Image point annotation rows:
## Begin
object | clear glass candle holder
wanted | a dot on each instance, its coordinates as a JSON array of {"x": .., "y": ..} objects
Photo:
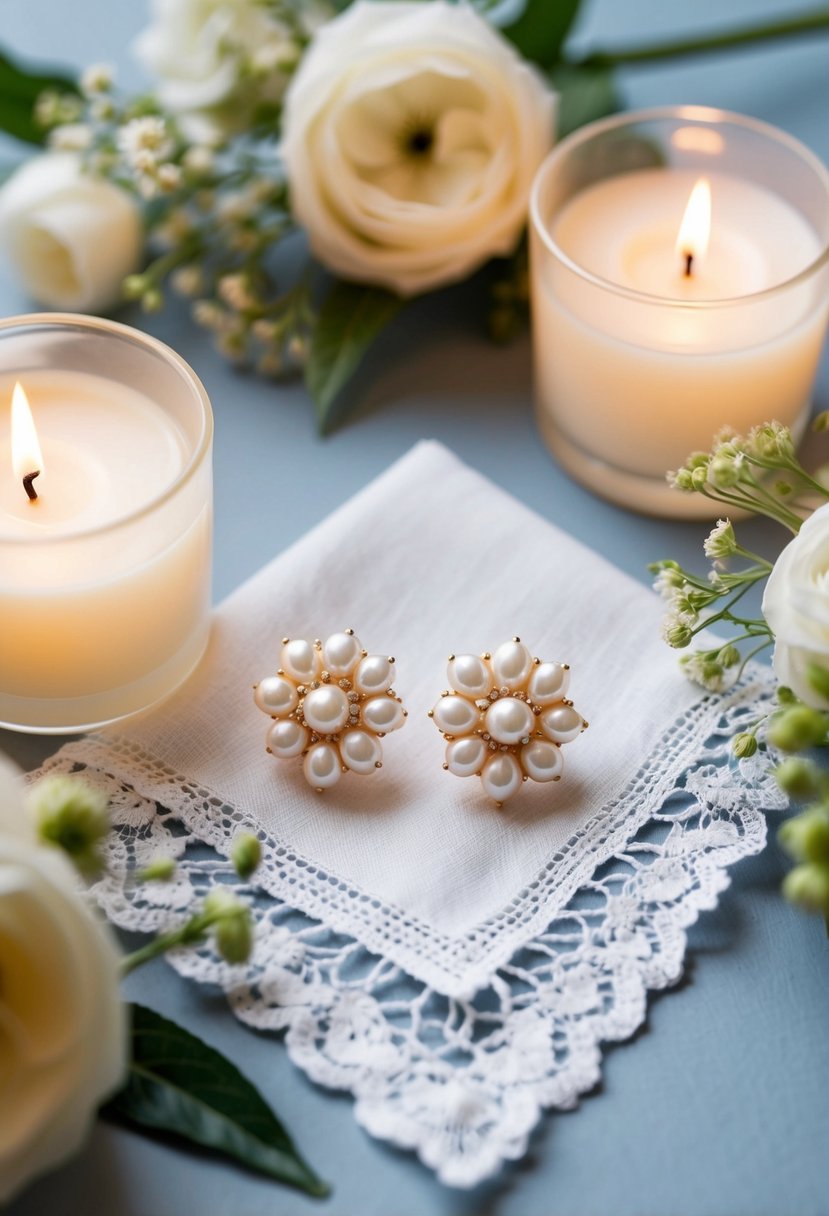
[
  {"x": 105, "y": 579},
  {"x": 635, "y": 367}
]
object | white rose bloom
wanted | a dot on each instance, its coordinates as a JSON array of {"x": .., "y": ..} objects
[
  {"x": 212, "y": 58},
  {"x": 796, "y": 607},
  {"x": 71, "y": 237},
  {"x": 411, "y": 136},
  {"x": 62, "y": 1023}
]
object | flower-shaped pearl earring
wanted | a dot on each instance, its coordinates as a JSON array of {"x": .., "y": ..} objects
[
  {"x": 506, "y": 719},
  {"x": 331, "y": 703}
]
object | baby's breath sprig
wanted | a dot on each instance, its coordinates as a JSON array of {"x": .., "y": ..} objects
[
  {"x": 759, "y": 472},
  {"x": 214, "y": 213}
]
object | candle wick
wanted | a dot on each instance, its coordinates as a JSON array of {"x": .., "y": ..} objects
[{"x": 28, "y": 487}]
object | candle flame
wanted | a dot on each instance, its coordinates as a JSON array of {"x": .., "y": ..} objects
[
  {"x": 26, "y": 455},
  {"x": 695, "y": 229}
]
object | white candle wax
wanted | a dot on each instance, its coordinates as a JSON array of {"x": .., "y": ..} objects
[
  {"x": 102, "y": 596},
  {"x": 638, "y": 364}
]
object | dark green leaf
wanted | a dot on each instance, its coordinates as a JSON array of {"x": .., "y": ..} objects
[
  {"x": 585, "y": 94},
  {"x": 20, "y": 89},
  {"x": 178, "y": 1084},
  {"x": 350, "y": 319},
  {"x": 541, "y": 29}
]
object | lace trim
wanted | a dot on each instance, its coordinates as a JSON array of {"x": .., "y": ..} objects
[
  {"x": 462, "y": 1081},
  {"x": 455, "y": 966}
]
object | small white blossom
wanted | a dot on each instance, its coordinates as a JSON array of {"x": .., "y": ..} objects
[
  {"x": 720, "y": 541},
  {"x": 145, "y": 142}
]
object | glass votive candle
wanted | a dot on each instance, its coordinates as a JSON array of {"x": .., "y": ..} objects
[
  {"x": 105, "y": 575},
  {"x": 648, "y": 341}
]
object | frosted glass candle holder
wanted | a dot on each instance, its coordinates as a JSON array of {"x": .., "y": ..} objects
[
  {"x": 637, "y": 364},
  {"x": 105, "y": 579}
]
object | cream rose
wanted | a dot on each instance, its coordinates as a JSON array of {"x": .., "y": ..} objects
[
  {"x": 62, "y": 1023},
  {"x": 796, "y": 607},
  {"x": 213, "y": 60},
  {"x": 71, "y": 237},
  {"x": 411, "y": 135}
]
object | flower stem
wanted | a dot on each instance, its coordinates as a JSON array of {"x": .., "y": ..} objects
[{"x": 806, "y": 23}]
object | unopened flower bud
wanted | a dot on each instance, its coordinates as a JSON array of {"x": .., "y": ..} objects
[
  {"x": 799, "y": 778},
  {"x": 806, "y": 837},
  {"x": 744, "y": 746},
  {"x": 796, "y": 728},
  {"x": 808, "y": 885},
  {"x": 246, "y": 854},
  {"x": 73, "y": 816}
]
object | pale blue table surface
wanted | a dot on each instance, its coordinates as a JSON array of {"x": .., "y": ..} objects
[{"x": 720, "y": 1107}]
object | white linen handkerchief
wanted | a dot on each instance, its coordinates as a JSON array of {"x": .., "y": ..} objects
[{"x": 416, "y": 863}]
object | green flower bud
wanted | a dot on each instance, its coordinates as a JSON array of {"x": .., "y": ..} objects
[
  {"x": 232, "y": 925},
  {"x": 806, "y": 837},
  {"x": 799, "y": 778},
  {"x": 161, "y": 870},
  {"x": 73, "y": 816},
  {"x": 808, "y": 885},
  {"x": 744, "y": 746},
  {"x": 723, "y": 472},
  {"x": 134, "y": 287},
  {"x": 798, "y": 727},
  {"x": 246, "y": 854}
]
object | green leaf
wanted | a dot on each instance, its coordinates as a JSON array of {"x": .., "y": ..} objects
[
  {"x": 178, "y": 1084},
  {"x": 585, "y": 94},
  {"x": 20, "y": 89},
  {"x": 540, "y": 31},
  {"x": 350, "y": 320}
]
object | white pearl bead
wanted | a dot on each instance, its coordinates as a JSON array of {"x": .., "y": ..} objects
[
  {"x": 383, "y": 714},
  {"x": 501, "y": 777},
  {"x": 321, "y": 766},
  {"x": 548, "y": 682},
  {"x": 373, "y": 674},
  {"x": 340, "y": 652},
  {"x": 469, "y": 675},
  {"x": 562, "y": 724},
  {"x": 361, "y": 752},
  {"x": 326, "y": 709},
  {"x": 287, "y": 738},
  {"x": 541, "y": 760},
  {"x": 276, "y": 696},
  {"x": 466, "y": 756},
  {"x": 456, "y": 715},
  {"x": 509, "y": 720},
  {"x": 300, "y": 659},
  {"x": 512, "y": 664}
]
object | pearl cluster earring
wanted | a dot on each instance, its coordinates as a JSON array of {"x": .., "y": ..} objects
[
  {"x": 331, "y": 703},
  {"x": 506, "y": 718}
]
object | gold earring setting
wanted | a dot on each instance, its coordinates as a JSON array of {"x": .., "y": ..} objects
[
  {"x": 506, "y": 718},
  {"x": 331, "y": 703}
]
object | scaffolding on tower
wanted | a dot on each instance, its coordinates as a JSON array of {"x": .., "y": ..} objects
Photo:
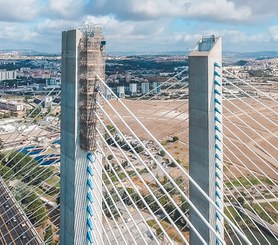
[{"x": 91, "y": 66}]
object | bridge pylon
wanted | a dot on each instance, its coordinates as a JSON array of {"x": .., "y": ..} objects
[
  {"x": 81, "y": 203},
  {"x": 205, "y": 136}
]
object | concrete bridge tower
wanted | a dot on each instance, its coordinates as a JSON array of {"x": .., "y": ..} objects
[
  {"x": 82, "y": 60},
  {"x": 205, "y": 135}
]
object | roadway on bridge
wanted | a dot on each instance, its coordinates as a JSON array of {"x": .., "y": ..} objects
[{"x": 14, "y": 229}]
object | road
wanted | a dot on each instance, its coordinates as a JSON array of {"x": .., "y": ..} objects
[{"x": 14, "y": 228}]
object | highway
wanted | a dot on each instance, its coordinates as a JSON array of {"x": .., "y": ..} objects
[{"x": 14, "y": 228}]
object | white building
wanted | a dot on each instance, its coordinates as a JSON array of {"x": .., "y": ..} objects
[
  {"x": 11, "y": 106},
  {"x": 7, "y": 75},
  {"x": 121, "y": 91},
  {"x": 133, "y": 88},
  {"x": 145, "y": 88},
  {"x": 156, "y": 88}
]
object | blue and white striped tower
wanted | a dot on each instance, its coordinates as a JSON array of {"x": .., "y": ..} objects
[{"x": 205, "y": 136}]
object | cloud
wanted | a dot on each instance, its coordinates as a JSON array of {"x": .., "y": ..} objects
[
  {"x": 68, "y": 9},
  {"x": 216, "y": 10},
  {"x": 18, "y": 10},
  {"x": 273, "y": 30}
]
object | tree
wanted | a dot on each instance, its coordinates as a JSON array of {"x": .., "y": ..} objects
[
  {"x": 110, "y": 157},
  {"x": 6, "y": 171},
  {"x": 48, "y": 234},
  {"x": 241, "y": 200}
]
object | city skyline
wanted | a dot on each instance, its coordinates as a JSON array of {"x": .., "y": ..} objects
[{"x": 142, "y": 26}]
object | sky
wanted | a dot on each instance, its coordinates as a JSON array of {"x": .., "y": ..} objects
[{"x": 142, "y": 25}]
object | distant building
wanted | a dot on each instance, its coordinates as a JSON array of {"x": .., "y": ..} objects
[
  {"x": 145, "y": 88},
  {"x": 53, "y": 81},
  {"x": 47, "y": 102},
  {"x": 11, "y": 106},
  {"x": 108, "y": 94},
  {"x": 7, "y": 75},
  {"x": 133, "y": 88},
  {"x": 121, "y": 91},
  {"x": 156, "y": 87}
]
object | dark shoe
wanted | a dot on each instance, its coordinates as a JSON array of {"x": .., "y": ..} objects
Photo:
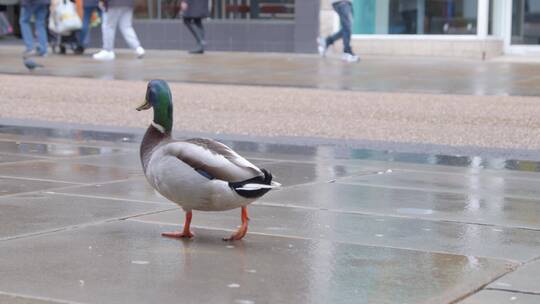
## End
## Begin
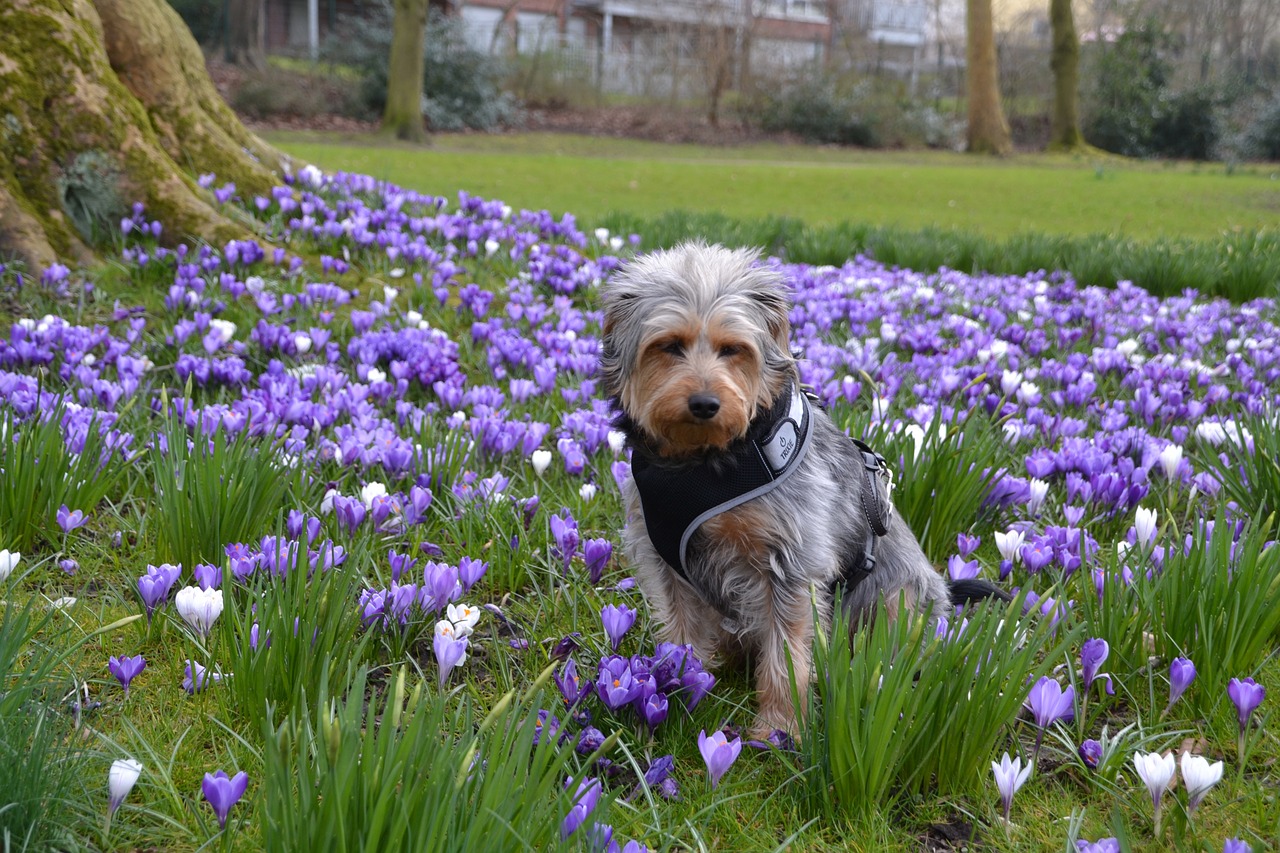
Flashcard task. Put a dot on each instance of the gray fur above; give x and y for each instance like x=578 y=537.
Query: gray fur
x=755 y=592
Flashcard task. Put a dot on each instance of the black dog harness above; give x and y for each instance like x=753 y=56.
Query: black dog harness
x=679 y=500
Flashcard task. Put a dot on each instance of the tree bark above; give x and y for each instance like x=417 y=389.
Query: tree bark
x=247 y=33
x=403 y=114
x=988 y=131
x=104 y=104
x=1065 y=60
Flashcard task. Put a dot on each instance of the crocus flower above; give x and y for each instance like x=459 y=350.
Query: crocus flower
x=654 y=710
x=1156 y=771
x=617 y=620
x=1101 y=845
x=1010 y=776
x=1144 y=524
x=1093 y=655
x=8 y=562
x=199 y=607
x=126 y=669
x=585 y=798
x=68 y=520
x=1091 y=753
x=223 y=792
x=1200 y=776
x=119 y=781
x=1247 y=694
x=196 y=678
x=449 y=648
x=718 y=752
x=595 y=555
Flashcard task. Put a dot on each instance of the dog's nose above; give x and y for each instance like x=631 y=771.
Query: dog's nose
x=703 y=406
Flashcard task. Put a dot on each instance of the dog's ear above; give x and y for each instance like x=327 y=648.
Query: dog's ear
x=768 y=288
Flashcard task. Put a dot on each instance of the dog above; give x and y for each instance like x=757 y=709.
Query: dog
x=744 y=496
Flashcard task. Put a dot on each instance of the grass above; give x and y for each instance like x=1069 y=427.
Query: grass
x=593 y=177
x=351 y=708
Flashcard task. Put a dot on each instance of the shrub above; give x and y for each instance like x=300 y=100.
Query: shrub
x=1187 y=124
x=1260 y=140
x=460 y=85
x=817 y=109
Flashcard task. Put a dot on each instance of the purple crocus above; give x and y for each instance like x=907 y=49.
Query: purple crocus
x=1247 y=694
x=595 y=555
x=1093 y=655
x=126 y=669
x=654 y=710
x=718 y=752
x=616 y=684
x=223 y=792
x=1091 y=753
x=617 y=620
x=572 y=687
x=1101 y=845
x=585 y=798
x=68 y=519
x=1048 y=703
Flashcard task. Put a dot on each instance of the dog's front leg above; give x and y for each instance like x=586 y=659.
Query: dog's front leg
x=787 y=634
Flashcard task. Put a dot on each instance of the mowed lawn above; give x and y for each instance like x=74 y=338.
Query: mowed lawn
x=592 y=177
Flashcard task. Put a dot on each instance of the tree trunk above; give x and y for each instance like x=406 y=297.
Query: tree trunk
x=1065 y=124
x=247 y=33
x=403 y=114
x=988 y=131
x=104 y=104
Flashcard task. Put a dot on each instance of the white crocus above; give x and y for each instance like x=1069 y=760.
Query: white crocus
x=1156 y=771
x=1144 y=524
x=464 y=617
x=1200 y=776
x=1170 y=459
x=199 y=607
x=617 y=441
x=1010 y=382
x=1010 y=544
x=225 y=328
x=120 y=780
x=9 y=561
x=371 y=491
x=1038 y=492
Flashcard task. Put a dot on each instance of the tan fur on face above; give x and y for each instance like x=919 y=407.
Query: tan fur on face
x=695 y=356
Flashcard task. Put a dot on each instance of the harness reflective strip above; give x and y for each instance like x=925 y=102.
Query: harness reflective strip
## End
> Exercise aim:
Display each line of the rows above that contains the string "shrub". Matching is case-sensitive.

> Answer to this task:
Flashcard task. Put a dot on each instance of the shrub above; give x and y for each instance like x=300 y=100.
Query: shrub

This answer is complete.